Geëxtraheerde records
↓

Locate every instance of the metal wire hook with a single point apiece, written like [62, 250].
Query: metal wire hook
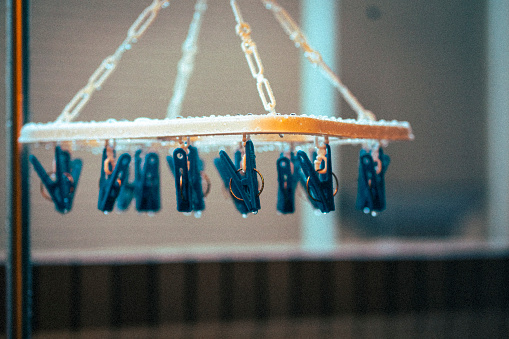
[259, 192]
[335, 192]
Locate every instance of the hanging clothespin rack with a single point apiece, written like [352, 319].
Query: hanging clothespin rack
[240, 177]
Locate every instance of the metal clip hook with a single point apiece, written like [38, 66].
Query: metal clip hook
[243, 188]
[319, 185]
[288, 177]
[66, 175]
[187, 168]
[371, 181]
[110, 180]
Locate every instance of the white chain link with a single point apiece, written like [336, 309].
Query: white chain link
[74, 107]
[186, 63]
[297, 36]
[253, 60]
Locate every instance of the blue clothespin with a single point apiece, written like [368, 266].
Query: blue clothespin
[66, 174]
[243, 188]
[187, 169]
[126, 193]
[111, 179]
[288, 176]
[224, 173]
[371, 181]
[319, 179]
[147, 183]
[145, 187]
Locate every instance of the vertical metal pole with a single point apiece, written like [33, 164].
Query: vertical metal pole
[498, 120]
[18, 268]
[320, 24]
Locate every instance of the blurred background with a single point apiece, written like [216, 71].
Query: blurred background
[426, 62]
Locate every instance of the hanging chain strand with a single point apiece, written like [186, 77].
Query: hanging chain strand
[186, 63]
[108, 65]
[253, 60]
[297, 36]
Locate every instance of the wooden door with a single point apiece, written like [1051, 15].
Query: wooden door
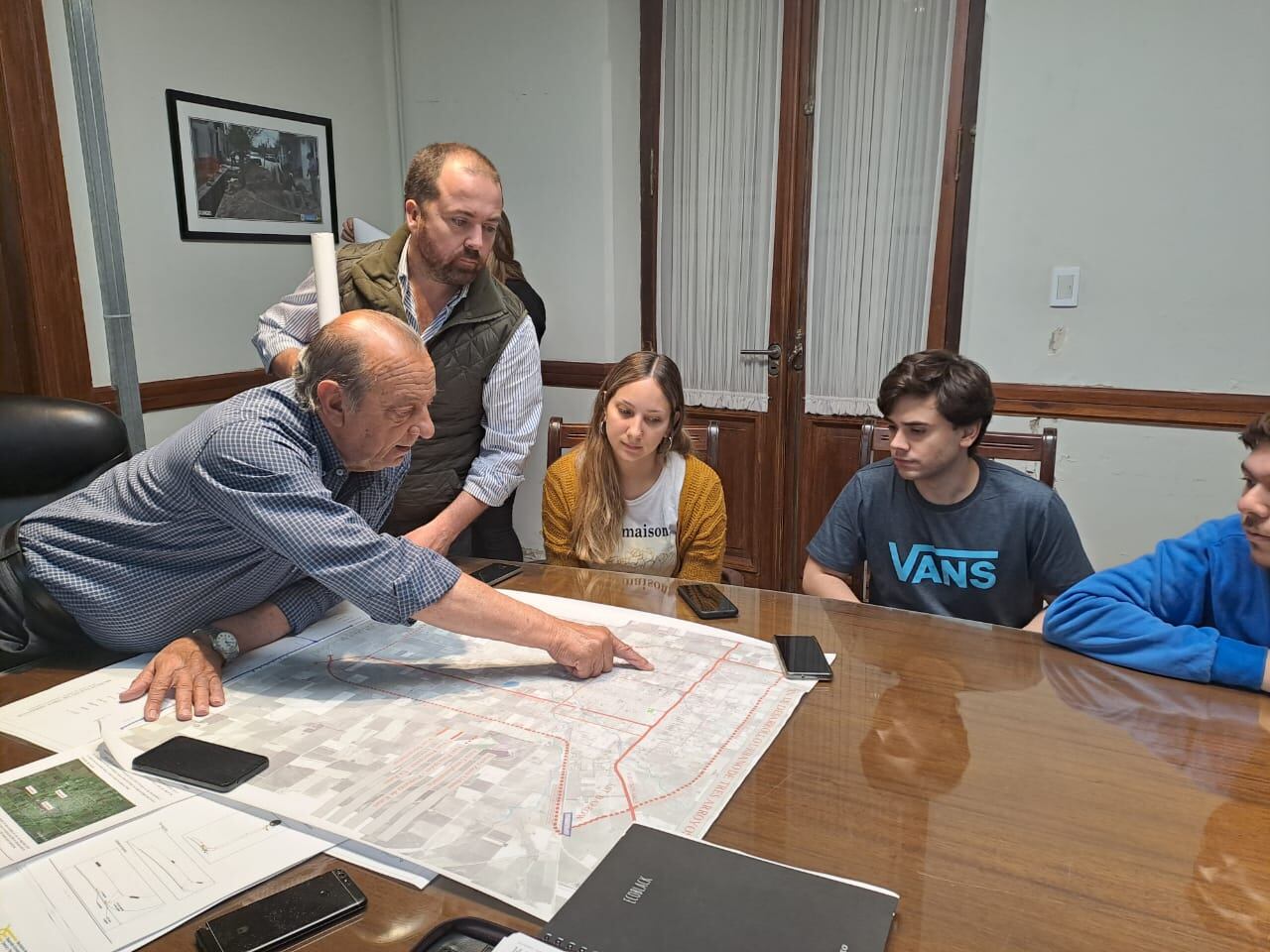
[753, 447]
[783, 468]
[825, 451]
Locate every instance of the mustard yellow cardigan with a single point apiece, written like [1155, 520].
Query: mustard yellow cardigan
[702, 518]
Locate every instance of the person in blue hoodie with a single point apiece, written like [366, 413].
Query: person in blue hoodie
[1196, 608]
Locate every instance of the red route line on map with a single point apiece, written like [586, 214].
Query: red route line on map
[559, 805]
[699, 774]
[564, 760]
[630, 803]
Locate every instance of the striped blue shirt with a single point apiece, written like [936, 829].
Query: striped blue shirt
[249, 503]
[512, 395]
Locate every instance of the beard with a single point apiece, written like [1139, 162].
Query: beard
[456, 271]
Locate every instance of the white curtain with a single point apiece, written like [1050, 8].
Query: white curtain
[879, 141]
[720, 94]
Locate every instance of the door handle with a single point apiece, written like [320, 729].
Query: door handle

↑

OP TE LOSSEN:
Geef alle bovenstaande records opnieuw weer en vervang daarbij elke "blue clothespin" door "green clothespin", zonder verder iets te wijzigen. Neem de afbeeldingen niet op in het antwoord.

VERWACHT ANTWOORD:
Locate every instance of the metal wire hook with a single point apiece, written like [62, 250].
Query: metal wire hook
[259, 192]
[335, 192]
Locate every instance of the hanging clothespin rack with a single point apiece, written like [352, 319].
Query: hanging clothespin rack
[240, 177]
Locate every instance of the metal clip hook with a single point apiece, written like [38, 66].
Query: metal clip hook
[243, 188]
[319, 185]
[288, 177]
[66, 175]
[187, 168]
[371, 181]
[110, 180]
Locate every instance of the white chain link with a single point apiece, written like [336, 309].
Query: white chain link
[74, 107]
[186, 63]
[297, 36]
[253, 60]
Locate every instance of the green clothespin with a single point apiece, written like [368, 266].
Query: green clothespin
[66, 174]
[243, 188]
[187, 169]
[126, 193]
[111, 179]
[288, 176]
[224, 173]
[371, 181]
[319, 179]
[147, 183]
[145, 187]
Locate every instance of the vertical metal pole with a single point apiece, written like [33, 164].
Query: vertical metal pole
[498, 120]
[18, 268]
[320, 24]
Locate every instance of the blurred background with a single point apiece, written like [216, 71].
Query: blurred background
[426, 62]
Locate every instance of the hanging chain strand with a single point apiece, written like [186, 77].
Query: hanging chain strand
[186, 63]
[108, 65]
[253, 60]
[297, 36]
Locate every instance of the wooden door with a single point apiece, written like [1051, 15].
Query: wooden door
[753, 447]
[783, 468]
[825, 451]
Locate every instance of the mustard yellow cardigan with a single point apiece, written like [1155, 520].
Query: mustard yellow cardigan
[702, 518]
Locate every instance of the person in blue hoodie with a single point apiece, written like [366, 413].
Query: person in blue hoodie
[1196, 608]
Locate every instance of the red route line on map with a single point apiece, written like [586, 214].
Query: red route line on map
[559, 805]
[699, 774]
[564, 760]
[630, 803]
Locate every instance of the striped blue shirt with a single point apiece, written like [936, 829].
Query: striped blue shirt
[249, 503]
[512, 395]
Locate every instance of the beard with a single point apiece, written like [1139, 162].
Query: beard
[456, 271]
Locate every instance of the white curtain with a single point apiece, written like [1050, 8].
Query: white curtain
[879, 141]
[720, 94]
Locate every instance of the door handle with a single point apiece, written like [320, 729].
Query: door handle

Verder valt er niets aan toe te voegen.